▶ Set exercise:
Your task is to transcribe all of the data below exactly, omitting the images.

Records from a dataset
########

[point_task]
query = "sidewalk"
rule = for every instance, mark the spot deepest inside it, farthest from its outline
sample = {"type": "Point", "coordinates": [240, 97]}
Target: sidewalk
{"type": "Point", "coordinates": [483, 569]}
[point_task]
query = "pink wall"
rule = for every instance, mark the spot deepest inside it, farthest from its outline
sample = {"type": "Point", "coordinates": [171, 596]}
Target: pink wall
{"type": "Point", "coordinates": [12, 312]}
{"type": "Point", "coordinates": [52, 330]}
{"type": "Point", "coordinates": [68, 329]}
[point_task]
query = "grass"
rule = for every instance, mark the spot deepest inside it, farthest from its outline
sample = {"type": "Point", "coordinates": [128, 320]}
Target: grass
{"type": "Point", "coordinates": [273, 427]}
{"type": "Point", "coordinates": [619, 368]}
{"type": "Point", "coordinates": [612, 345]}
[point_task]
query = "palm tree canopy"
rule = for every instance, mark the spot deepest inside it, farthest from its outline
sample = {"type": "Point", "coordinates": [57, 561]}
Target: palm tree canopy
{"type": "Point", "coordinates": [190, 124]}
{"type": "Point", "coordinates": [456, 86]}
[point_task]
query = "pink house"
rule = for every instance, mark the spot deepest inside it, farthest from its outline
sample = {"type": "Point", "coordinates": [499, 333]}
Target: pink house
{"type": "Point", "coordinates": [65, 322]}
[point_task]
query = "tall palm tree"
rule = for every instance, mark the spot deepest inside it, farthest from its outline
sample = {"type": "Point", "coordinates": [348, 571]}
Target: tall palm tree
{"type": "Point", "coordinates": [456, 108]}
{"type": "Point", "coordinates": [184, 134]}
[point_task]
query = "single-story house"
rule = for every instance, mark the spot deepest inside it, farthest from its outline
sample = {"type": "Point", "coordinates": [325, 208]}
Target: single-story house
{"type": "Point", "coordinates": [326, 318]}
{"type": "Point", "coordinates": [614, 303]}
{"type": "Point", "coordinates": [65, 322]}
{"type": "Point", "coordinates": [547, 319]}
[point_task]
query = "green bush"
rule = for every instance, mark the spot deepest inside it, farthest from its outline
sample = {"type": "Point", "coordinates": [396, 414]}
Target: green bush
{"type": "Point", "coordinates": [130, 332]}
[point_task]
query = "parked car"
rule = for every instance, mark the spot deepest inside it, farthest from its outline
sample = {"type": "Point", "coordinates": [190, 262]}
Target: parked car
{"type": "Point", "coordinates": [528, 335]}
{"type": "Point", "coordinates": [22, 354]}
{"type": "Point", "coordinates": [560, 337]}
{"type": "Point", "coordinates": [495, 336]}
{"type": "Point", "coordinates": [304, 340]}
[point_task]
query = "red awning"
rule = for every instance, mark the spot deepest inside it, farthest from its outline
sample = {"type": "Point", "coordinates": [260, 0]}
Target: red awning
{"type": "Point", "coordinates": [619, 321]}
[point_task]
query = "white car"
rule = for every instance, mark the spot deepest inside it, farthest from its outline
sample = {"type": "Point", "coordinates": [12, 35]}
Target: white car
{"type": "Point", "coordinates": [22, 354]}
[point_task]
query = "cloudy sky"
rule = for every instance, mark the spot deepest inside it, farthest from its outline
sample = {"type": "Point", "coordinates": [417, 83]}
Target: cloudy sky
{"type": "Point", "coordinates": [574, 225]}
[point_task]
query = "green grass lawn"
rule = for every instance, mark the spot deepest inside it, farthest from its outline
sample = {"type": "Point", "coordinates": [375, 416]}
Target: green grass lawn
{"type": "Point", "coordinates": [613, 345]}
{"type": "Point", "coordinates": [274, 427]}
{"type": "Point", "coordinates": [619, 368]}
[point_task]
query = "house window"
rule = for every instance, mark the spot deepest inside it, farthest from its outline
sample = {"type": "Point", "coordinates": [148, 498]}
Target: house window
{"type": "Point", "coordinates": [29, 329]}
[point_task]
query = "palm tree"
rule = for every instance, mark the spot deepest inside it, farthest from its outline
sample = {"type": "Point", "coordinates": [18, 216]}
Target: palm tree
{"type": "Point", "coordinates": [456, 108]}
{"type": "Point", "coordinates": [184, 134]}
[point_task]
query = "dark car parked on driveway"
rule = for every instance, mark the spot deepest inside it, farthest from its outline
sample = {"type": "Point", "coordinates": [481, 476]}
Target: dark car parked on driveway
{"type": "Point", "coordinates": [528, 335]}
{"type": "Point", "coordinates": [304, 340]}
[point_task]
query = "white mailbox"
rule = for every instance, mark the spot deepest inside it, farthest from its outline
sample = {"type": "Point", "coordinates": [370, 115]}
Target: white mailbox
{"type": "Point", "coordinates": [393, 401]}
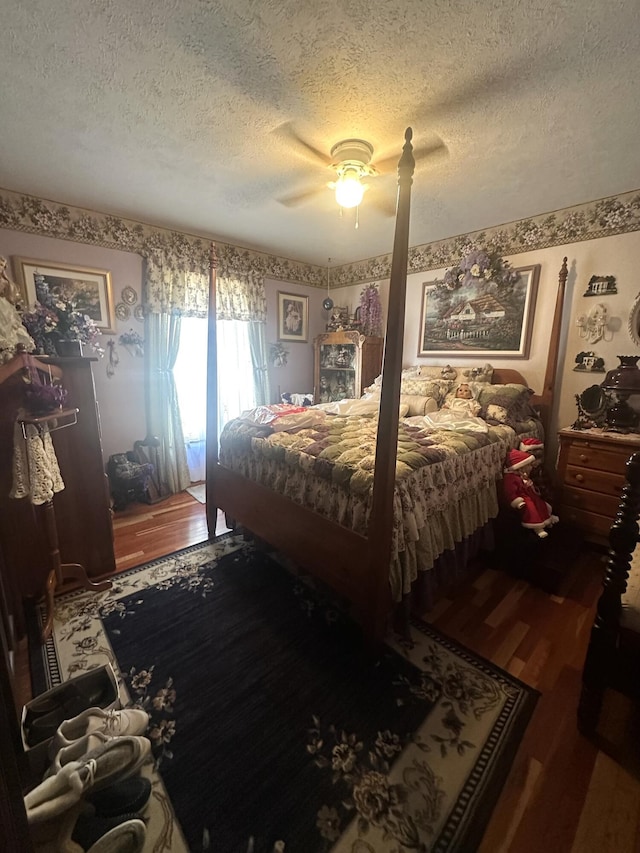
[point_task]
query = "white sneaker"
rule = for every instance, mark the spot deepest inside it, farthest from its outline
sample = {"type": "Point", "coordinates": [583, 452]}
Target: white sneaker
{"type": "Point", "coordinates": [115, 759]}
{"type": "Point", "coordinates": [130, 722]}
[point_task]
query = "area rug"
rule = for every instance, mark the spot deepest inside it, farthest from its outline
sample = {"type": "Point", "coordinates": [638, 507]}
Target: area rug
{"type": "Point", "coordinates": [198, 492]}
{"type": "Point", "coordinates": [275, 728]}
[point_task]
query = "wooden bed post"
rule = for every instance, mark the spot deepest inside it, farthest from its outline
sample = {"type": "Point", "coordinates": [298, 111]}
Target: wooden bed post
{"type": "Point", "coordinates": [381, 518]}
{"type": "Point", "coordinates": [546, 398]}
{"type": "Point", "coordinates": [212, 397]}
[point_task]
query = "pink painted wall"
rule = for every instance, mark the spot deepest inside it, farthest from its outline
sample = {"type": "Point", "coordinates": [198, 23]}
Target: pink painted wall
{"type": "Point", "coordinates": [121, 397]}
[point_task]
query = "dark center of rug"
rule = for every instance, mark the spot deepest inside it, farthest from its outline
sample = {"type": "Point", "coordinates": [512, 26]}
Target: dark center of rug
{"type": "Point", "coordinates": [272, 722]}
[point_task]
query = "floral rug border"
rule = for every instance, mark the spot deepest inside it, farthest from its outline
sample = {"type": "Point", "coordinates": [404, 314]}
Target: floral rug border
{"type": "Point", "coordinates": [500, 704]}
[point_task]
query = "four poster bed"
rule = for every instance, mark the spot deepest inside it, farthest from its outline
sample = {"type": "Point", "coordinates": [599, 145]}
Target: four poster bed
{"type": "Point", "coordinates": [335, 498]}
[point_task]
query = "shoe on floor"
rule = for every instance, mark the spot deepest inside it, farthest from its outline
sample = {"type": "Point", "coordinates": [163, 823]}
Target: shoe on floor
{"type": "Point", "coordinates": [127, 796]}
{"type": "Point", "coordinates": [128, 722]}
{"type": "Point", "coordinates": [113, 760]}
{"type": "Point", "coordinates": [76, 751]}
{"type": "Point", "coordinates": [79, 832]}
{"type": "Point", "coordinates": [120, 834]}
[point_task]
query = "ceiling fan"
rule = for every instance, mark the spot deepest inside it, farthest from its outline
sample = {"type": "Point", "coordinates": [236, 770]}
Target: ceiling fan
{"type": "Point", "coordinates": [351, 161]}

########

▶ Response to this exercise:
[point_task]
query = "sidewalk"
rule = for every instance, mark the spot deepest inside it, farthest from its outline
sample = {"type": "Point", "coordinates": [240, 97]}
Target: sidewalk
{"type": "Point", "coordinates": [483, 569]}
[point_task]
query = "pink wall"
rule = for every instance, mark the spot deepest inside it, farthest from its outline
sample = {"type": "Point", "coordinates": [171, 596]}
Target: pink wall
{"type": "Point", "coordinates": [12, 312]}
{"type": "Point", "coordinates": [52, 330]}
{"type": "Point", "coordinates": [68, 329]}
[point_task]
query = "grass"
rule = for every instance, mark the spot deepest inside it, farthest from its outline
sample = {"type": "Point", "coordinates": [128, 320]}
Target: grass
{"type": "Point", "coordinates": [273, 427]}
{"type": "Point", "coordinates": [619, 368]}
{"type": "Point", "coordinates": [612, 345]}
[point_task]
query = "palm tree canopy"
rule = for every instance, mark the spot deepest inside it, farthest from its outline
sample = {"type": "Point", "coordinates": [57, 561]}
Target: palm tree canopy
{"type": "Point", "coordinates": [190, 124]}
{"type": "Point", "coordinates": [456, 86]}
[point_task]
query = "pink house"
rule = for every instance, mark the spot deepest inside it, farthest from its outline
sample = {"type": "Point", "coordinates": [499, 333]}
Target: pink house
{"type": "Point", "coordinates": [65, 322]}
[point_task]
query = "tall palm tree"
rule = for every instance, mark the spot deepest inside it, farthest from its outline
sample = {"type": "Point", "coordinates": [348, 571]}
Target: tall palm tree
{"type": "Point", "coordinates": [456, 108]}
{"type": "Point", "coordinates": [184, 134]}
[point_task]
query = "single-story house"
rule = for every instance, mark the spot deepest inside it, farthest from its outline
sample = {"type": "Point", "coordinates": [325, 208]}
Target: single-story house
{"type": "Point", "coordinates": [326, 318]}
{"type": "Point", "coordinates": [614, 303]}
{"type": "Point", "coordinates": [65, 322]}
{"type": "Point", "coordinates": [547, 319]}
[point_task]
query = "green bush"
rule = for every instance, mark the spot deepest inside it, farthest from its outline
sample = {"type": "Point", "coordinates": [396, 414]}
Target: green bush
{"type": "Point", "coordinates": [130, 332]}
[point_task]
query = "parked car"
rule = for every instance, mark the spot deepest inside it, farthest from its outline
sample = {"type": "Point", "coordinates": [190, 262]}
Target: parked car
{"type": "Point", "coordinates": [528, 335]}
{"type": "Point", "coordinates": [22, 354]}
{"type": "Point", "coordinates": [560, 337]}
{"type": "Point", "coordinates": [495, 336]}
{"type": "Point", "coordinates": [304, 340]}
[point_task]
query = "red awning"
rule = for every instance, mark the spot deepest inside it, farthest from its outline
sample = {"type": "Point", "coordinates": [260, 0]}
Target: red awning
{"type": "Point", "coordinates": [619, 321]}
[point_task]
query = "white car"
rule = for every instance, mark the spot deepest inside it, farthest from its outline
sample = {"type": "Point", "coordinates": [12, 35]}
Target: white car
{"type": "Point", "coordinates": [22, 354]}
[point_task]
query = "cloudy sky"
rule = for every instance, mark the spot deepest inside it, farthest from its outline
sample = {"type": "Point", "coordinates": [417, 83]}
Target: cloudy sky
{"type": "Point", "coordinates": [574, 225]}
[point_task]
query = "green grass lawn"
rule = for every instance, mark the spot deepest inside it, farthest from its outline
sample = {"type": "Point", "coordinates": [375, 416]}
Target: green grass lawn
{"type": "Point", "coordinates": [613, 345]}
{"type": "Point", "coordinates": [274, 427]}
{"type": "Point", "coordinates": [619, 368]}
[point_task]
query = "house window"
rule = for every instance, mark the spot deepest inside it, farthest from its outline
sample = {"type": "Point", "coordinates": [148, 498]}
Target: house window
{"type": "Point", "coordinates": [29, 329]}
[point_task]
query = "palm tree"
rule = for every instance, mark the spot deepest inside it, farthest from its outline
sample = {"type": "Point", "coordinates": [18, 216]}
Target: palm tree
{"type": "Point", "coordinates": [456, 108]}
{"type": "Point", "coordinates": [184, 134]}
[point_task]
query = "dark car parked on driveway"
rule = for every instance, mark the spot deepest inside it, farthest from its outline
sample = {"type": "Point", "coordinates": [481, 476]}
Target: dark car parked on driveway
{"type": "Point", "coordinates": [528, 335]}
{"type": "Point", "coordinates": [304, 340]}
[point_task]
query = "white mailbox"
rule = for every instance, mark the spot deepest inside it, farthest from its outline
sample = {"type": "Point", "coordinates": [370, 115]}
Target: white mailbox
{"type": "Point", "coordinates": [393, 401]}
[point_task]
query = "white sneaker"
rule = for every instance, mark the spot deepest inside it, farthest from its outline
sample = {"type": "Point", "coordinates": [583, 452]}
Target: white sneaker
{"type": "Point", "coordinates": [115, 759]}
{"type": "Point", "coordinates": [130, 722]}
[point_task]
query = "area rug"
rule = for every instance, mark the spot deepest inside it, farthest from its outline
sample = {"type": "Point", "coordinates": [638, 507]}
Target: area rug
{"type": "Point", "coordinates": [198, 492]}
{"type": "Point", "coordinates": [275, 728]}
[point_task]
query = "wooden bed post"
rule = for every instance, mark the spot deepest inside it, farthest from its outline
sample = {"type": "Point", "coordinates": [298, 111]}
Target: wooden bed post
{"type": "Point", "coordinates": [381, 518]}
{"type": "Point", "coordinates": [546, 398]}
{"type": "Point", "coordinates": [212, 397]}
[point_task]
query = "pink painted wall"
rule = for every instance, mark the spot deepest inside it, farthest from its outline
sample = {"type": "Point", "coordinates": [198, 23]}
Target: pink painted wall
{"type": "Point", "coordinates": [121, 397]}
[point_task]
query = "dark center of rug"
rule = for every instance, mark the spot deepest inside it, farthest from its outline
sample = {"type": "Point", "coordinates": [512, 26]}
Target: dark center of rug
{"type": "Point", "coordinates": [272, 722]}
[point_task]
query = "floral rug border"
rule = for every instance, mark the spot deepest inside it, farthest from its outline
sample = {"type": "Point", "coordinates": [404, 314]}
Target: floral rug border
{"type": "Point", "coordinates": [500, 704]}
[point_task]
query = "four poster bed"
rule = for every instance, mark the spot deepest inside it, farthest from its outline
sample = {"type": "Point", "coordinates": [599, 145]}
Target: four poster bed
{"type": "Point", "coordinates": [335, 498]}
[point_task]
query = "shoe on floor"
rule = for every instance, mark the spot deepest inside it, farthest from its outline
sample = {"type": "Point", "coordinates": [163, 823]}
Target: shoe on floor
{"type": "Point", "coordinates": [127, 796]}
{"type": "Point", "coordinates": [128, 722]}
{"type": "Point", "coordinates": [113, 760]}
{"type": "Point", "coordinates": [76, 751]}
{"type": "Point", "coordinates": [79, 832]}
{"type": "Point", "coordinates": [120, 834]}
[point_task]
query = "ceiling fan"
rule = for every instance, mark the spot deepest inside it, farthest from its outline
sample = {"type": "Point", "coordinates": [236, 770]}
Target: ceiling fan
{"type": "Point", "coordinates": [351, 161]}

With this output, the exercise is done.